┏━━

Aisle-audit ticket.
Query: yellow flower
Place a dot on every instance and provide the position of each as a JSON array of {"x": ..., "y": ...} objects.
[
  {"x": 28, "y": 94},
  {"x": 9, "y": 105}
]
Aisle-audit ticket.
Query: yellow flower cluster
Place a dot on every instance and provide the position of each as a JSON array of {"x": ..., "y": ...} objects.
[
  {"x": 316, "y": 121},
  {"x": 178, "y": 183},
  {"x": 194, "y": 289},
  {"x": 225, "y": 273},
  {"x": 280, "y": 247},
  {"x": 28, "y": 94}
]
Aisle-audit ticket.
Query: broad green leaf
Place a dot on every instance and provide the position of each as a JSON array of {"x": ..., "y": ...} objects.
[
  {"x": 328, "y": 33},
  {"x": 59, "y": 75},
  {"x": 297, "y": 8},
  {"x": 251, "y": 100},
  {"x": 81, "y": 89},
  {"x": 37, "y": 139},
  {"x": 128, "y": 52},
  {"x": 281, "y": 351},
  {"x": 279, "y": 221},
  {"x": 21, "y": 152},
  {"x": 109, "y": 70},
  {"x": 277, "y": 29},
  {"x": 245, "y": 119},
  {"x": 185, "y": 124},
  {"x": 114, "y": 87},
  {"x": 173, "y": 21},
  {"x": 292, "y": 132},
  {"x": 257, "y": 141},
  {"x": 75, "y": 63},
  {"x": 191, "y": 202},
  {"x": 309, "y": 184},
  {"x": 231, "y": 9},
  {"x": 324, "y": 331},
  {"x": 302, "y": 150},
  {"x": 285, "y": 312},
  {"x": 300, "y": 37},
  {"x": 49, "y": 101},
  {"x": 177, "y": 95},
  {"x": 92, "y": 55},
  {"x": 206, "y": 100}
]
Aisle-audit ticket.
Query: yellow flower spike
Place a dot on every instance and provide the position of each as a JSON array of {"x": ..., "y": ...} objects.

┗━━

What you are asked to do:
Set down each line exactly as it appears in the data.

Result of this exercise:
Aisle-audit ticket.
Query: yellow flower
Place a dot on every instance and provide the position of each as a JSON array of {"x": ..., "y": ...} objects.
[
  {"x": 28, "y": 94},
  {"x": 9, "y": 105}
]
Aisle-audit ticket.
Query: yellow flower cluster
Place a dot on every instance and provide the position of each as a JSON array of {"x": ..., "y": ...} objects.
[
  {"x": 316, "y": 121},
  {"x": 178, "y": 183},
  {"x": 194, "y": 289},
  {"x": 225, "y": 273},
  {"x": 280, "y": 247},
  {"x": 28, "y": 94}
]
Aisle-audit ticket.
Query: broad green leaf
Place a dot on every instance and provide the position of each as a JSON array of {"x": ..., "y": ...} objects.
[
  {"x": 328, "y": 33},
  {"x": 59, "y": 75},
  {"x": 297, "y": 8},
  {"x": 251, "y": 100},
  {"x": 81, "y": 89},
  {"x": 37, "y": 139},
  {"x": 128, "y": 52},
  {"x": 281, "y": 351},
  {"x": 279, "y": 221},
  {"x": 21, "y": 152},
  {"x": 109, "y": 70},
  {"x": 277, "y": 29},
  {"x": 245, "y": 119},
  {"x": 185, "y": 124},
  {"x": 114, "y": 87},
  {"x": 173, "y": 21},
  {"x": 292, "y": 132},
  {"x": 257, "y": 141},
  {"x": 75, "y": 63},
  {"x": 191, "y": 202},
  {"x": 309, "y": 184},
  {"x": 231, "y": 9},
  {"x": 324, "y": 331},
  {"x": 302, "y": 150},
  {"x": 285, "y": 312},
  {"x": 300, "y": 37},
  {"x": 49, "y": 101},
  {"x": 177, "y": 95},
  {"x": 92, "y": 55},
  {"x": 206, "y": 100}
]
Aisle-audit ticket.
Query: yellow flower spike
Place a dot on every instance and provide the position of each as a JSON array of {"x": ..., "y": ...} objects.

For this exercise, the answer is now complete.